▸ **Fragmento del documento**
■ ■ ■ ■ ■
El secularismo creciente, cuando se hace rechazo positivo y cultural de la activa paternidad de Dios en nuestra historia, impide toda auténtica fraternidad universal, que se expresa en el respeto recíproco de la vida de cada uno. Sin el Dios de Jesucristo, toda diferencia se reduce a una amenaza infernal haciendo imposible cualquier acogida fraterna y la unidad fecunda del género humano.
El destino universal de la salvación ofrecida por Dios en Jesucristo condujo a Benedicto XV a exigir la superación de toda clausura nacionalista y etnocéntrica, de toda mezcla del anuncio del Evangelio con las potencias coloniales, con sus intereses económicos y militares. En su Carta apostólica Maximum illud, el Papa recordaba que la universalidad divina de la misión de la Iglesia exige la salida de una pertenencia exclusiva a la propia patria y a la propia etnia.
■ ■ ■ ■ ■
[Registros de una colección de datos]
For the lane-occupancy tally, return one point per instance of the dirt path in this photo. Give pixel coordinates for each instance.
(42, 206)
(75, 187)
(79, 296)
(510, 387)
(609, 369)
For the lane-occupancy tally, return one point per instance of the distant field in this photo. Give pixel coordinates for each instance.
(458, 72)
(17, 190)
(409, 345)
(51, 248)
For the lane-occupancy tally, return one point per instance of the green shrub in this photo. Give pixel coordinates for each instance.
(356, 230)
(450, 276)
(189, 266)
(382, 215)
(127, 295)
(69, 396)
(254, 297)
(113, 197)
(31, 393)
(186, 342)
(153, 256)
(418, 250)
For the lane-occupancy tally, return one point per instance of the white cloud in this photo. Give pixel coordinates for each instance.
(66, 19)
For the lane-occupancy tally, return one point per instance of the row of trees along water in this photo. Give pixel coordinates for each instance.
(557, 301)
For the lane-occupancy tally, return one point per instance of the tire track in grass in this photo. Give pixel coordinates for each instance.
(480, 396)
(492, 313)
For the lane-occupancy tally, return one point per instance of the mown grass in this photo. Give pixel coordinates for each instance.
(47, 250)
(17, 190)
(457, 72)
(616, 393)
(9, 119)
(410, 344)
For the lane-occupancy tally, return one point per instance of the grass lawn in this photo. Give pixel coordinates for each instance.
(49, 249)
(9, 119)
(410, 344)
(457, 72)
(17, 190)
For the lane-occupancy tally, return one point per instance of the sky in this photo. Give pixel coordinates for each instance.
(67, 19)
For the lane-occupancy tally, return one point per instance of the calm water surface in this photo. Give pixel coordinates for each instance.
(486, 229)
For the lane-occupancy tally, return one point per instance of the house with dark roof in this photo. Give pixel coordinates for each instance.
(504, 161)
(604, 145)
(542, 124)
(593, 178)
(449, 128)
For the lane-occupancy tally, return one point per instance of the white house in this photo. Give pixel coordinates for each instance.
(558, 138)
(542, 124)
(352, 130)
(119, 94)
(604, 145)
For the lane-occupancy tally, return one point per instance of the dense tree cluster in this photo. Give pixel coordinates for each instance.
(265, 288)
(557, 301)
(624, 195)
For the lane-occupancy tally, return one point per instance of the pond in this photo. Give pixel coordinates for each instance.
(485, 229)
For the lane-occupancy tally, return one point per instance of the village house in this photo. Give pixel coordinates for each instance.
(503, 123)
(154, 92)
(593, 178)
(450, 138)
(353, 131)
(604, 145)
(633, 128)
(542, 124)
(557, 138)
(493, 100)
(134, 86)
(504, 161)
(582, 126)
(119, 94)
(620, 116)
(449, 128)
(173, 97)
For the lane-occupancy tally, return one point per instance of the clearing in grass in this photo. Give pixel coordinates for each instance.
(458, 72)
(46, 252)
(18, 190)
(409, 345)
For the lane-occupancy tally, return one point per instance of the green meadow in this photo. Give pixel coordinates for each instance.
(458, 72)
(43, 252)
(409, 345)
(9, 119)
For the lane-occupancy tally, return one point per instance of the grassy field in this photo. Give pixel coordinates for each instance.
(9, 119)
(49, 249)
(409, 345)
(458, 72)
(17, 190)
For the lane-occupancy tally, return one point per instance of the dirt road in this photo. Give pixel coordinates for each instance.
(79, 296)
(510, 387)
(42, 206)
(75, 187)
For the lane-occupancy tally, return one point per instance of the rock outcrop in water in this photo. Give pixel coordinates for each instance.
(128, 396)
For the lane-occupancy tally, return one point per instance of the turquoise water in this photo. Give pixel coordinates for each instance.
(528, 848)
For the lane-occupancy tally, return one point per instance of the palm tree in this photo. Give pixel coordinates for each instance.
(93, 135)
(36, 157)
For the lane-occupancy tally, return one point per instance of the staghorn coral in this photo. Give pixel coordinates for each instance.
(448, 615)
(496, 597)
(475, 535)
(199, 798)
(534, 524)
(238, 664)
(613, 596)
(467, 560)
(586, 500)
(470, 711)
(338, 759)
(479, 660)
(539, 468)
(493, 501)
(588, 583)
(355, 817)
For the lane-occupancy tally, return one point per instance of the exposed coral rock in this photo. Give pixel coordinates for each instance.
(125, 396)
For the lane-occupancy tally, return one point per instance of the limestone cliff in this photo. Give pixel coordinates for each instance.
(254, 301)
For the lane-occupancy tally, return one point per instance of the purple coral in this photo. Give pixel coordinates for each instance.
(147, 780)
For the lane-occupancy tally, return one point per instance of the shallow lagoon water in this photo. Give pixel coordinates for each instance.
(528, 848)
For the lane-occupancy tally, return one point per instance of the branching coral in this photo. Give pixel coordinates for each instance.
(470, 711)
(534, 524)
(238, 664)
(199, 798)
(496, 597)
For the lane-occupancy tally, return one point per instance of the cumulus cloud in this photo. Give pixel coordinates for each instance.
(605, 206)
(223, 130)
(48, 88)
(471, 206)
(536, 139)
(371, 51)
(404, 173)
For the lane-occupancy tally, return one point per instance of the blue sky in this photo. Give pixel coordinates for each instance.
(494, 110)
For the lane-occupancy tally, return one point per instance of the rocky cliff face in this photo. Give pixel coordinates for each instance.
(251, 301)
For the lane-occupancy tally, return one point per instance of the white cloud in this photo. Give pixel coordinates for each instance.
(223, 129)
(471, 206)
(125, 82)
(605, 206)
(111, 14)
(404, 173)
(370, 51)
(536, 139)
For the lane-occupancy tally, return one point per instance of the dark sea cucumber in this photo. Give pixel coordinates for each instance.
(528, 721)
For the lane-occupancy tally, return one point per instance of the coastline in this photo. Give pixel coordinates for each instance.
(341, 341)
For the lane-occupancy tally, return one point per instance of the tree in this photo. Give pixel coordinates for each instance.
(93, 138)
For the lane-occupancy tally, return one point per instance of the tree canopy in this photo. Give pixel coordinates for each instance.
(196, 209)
■ ■ ■ ■ ■
▸ **Consignas**
(a) Resume en dos oraciones el fragmento del documento.
(b) Transcribe del fragmento del documento el pasaje que comienza en "El destino universal" y termina en "la propia etnia.".

▸ **Soluciones desarrolladas**
(a) El secularismo creciente, cuando rechaza de forma positiva y cultural la paternidad activa de Dios en la historia, impide una auténtica fraternidad universal, y sin el Dios de Jesucristo toda diferencia se reduce a una amenaza que imposibilita la acogida fraterna y la unidad fecunda del género humano. Movido por el destino universal de la salvación, Benedicto XV exigió superar toda clausura nacionalista y etnocéntrica y toda mezcla del anuncio del Evangelio con las potencias coloniales, y en su Carta apostólica Maximum illud recordó que la misión universal de la Iglesia exige salir de una pertenencia exclusiva a la propia patria y a la propia etnia.

(b)
El destino universal de la salvación ofrecida por Dios en Jesucristo condujo a Benedicto XV a exigir la superación de toda clausura nacionalista y etnocéntrica, de toda mezcla del anuncio del Evangelio con las potencias coloniales, con sus intereses económicos y militares. En su Carta apostólica Maximum illud, el Papa recordaba que la universalidad divina de la misión de la Iglesia exige la salida de una pertenencia exclusiva a la propia patria y a la propia etnia.